##### Data section

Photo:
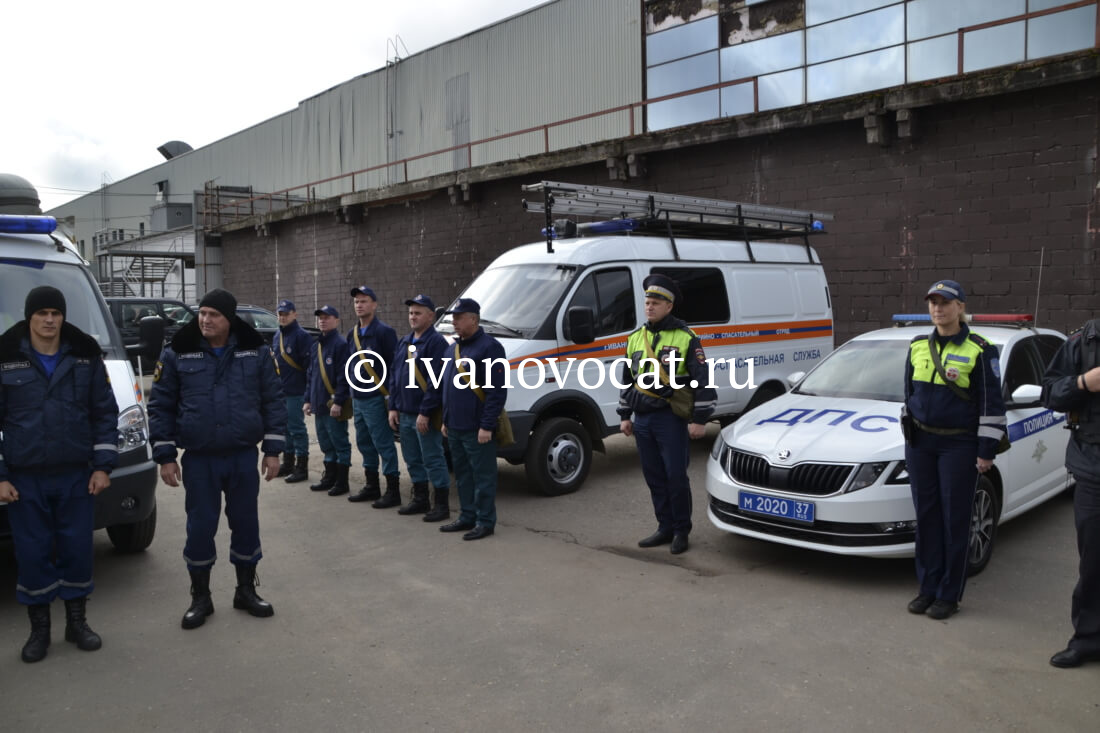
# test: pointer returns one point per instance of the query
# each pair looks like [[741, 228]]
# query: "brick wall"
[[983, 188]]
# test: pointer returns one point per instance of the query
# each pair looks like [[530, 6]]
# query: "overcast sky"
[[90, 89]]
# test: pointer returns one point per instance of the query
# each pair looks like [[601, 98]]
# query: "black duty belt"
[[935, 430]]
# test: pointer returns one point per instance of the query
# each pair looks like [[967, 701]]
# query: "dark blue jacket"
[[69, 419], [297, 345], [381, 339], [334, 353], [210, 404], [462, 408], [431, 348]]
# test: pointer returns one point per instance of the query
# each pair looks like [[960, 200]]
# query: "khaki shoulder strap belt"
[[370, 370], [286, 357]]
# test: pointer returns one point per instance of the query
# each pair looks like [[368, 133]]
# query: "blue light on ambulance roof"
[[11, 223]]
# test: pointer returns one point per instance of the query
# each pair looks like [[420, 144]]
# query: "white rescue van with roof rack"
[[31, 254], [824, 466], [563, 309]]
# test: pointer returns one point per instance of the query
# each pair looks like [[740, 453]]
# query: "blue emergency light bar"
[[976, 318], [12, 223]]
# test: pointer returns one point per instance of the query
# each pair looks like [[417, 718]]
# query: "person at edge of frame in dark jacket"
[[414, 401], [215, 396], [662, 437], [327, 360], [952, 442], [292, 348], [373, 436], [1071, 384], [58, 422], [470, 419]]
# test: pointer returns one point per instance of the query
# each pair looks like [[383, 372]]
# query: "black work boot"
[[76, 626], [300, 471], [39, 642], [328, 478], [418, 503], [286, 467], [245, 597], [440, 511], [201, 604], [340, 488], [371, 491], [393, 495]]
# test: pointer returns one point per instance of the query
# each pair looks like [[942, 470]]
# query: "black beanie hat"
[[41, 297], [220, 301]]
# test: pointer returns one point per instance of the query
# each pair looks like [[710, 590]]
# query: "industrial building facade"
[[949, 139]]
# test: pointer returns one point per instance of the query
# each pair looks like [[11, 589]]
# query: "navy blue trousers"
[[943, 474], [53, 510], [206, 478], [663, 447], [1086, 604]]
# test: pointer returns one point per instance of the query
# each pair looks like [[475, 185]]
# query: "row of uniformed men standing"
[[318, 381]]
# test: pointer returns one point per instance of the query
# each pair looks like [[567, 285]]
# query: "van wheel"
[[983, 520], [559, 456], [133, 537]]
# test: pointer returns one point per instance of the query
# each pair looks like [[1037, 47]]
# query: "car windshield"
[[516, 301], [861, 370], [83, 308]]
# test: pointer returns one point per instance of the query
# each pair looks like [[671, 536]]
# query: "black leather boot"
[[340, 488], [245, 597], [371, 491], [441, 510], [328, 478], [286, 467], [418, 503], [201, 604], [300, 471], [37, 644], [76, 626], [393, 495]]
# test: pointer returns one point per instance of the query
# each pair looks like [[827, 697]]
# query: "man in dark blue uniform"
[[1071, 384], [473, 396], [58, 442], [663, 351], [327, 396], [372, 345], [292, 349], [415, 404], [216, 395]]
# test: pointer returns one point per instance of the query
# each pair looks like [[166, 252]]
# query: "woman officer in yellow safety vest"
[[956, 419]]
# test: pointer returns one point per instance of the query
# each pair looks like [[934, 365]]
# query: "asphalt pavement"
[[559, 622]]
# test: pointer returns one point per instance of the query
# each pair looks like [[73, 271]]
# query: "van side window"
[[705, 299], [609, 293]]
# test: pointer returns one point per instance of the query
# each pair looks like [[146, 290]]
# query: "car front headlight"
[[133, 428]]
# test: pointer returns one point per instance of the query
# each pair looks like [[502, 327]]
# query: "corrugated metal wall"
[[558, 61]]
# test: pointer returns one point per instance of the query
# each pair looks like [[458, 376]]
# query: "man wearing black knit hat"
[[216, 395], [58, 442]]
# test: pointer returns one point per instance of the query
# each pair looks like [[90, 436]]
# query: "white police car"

##########

● What the exercise asks
Give every record back exactly as it reads, with no images.

● Solution to this exercise
Photo:
# test: pointer returns one point per instance of the query
# each pair looks like [[741, 228]]
# query: "brick wall"
[[983, 188]]
# test: pointer returns one point per instance of the query
# each pair looks like [[530, 6]]
# query: "overcast sky"
[[90, 89]]
# test: pointer returns one point per instance of the query
# each pair looks like [[601, 98]]
# query: "black duty belt"
[[935, 430]]
# test: pointer returns one point per instance of the query
# each pair looks like [[967, 701]]
# query: "dark blue jacket"
[[69, 419], [297, 345], [381, 339], [334, 353], [210, 404], [462, 408], [431, 348]]
# test: pointer returns one point per instance of the query
# each pair looks like [[960, 200]]
# query: "khaki shoulder strap belt"
[[370, 370], [286, 357]]
# test: pointer returns one point per instance of the query
# each pair looks like [[368, 133]]
# query: "blue light on ambulance roof"
[[11, 223]]
# test: pointer returns one point per instance of the query
# each pair looks like [[420, 144]]
# query: "white rescue van with roof rack"
[[31, 254], [824, 466], [563, 309]]
# test: pointer returns one point per instance of the query
# each pair looks like [[740, 453]]
# query: "blue emergency light bar"
[[976, 318], [12, 223]]
# test: pointer returns one point per instance of the query
# each pair looks like [[417, 718]]
# query: "person at edge of frame in dark jacket"
[[414, 401], [215, 396], [662, 437], [327, 360], [952, 442], [292, 348], [373, 436], [1071, 384], [58, 422], [470, 419]]
# test: pointer returns one point per instance of the query
# each pair looks like [[383, 372]]
# query: "black work boot"
[[76, 626], [300, 471], [39, 642], [328, 478], [418, 503], [286, 467], [245, 597], [440, 511], [201, 604], [340, 488], [371, 491], [393, 495]]
# test: pointer returns one point per instance of the query
# each pair looks like [[942, 470]]
# query: "black beanie hat"
[[41, 297], [220, 301]]
# test: pointer returns one point per instance of the query
# each pair looks like [[710, 590]]
# query: "industrial building facade"
[[949, 139]]
# test: pointer returns one point per instance of the query
# each pair looks like [[11, 589]]
# query: "navy blue trousers"
[[943, 474], [53, 510], [206, 478], [663, 447], [1086, 604]]
# test: pointer returns one point per instance of the query
# each pair looks like [[475, 185]]
# query: "row of uniformed men standing"
[[318, 381]]
# test: pointer returns one point per instance of the query
# each pair looks like [[567, 285]]
# query: "van wheel"
[[983, 520], [559, 456], [133, 537]]
# test: pointer returns one point per instance of the query
# each pair looks like [[1037, 47]]
# query: "car windshield"
[[516, 301], [861, 370], [83, 308]]
# test: pointer returns one point per instance of the query
# each pair looks like [[671, 536]]
# query: "black leather boot"
[[340, 488], [245, 597], [371, 491], [441, 510], [328, 478], [286, 467], [418, 503], [201, 604], [300, 471], [37, 644], [76, 626], [393, 495]]
# test: pointer returns one point per instance of the query
# each pair looks like [[827, 697]]
# query: "man in dark blue uniform"
[[1071, 384], [473, 396], [58, 442], [663, 351], [327, 396], [372, 345], [292, 349], [415, 404], [216, 395]]
# test: pointer returns one point per instance of the query
# each pair looks like [[166, 252]]
# query: "woman officer in yellow safety vest"
[[956, 419]]
# test: pointer returns one point per instance of the query
# each pair looks like [[934, 365]]
# query: "asphalt pavement"
[[559, 622]]
# test: pointer returns one point per instance of the query
# each pair looks like [[73, 271]]
# query: "van side window"
[[705, 299], [609, 293]]
# test: pointer returns one point per instance of the query
# each pair looks like [[146, 290]]
# query: "car front headlight"
[[133, 428]]
# test: pointer returns one point per instance of the query
# each pair looks like [[502, 327]]
# query: "corrugated metal wall"
[[558, 61]]
# test: pointer returns one point per instance of the query
# each pair looks like [[458, 376]]
# query: "man wearing black knit hat"
[[216, 395], [58, 442]]
# test: pointer returns one point per instance of the query
# each pair looks like [[90, 436]]
# query: "white police car"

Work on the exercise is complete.